> **Work instructions**:
Leaving out the pictures, restate each record below word for word.

Free-text object descriptions
● ● ● ●
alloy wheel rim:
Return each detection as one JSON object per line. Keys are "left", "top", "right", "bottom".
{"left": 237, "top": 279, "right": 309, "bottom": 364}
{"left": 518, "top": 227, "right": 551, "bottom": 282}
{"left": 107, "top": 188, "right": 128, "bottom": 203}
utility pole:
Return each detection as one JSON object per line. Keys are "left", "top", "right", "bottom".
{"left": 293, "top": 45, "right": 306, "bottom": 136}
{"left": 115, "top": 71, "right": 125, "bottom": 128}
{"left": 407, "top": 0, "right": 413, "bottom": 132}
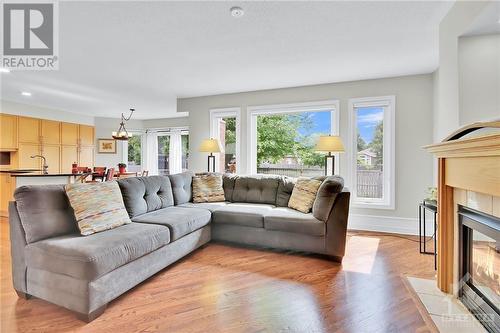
● ● ● ●
> **Response for this exercise**:
alloy wheel rim:
Return each detection as one JSON object per line. Keys are "left", "top", "right", "bottom".
{"left": 237, "top": 279, "right": 309, "bottom": 364}
{"left": 518, "top": 227, "right": 551, "bottom": 282}
{"left": 107, "top": 188, "right": 128, "bottom": 203}
utility pole:
Return each detection as one JSON object per line. Keys are "left", "top", "right", "bottom".
{"left": 293, "top": 45, "right": 306, "bottom": 136}
{"left": 115, "top": 71, "right": 125, "bottom": 128}
{"left": 407, "top": 0, "right": 413, "bottom": 132}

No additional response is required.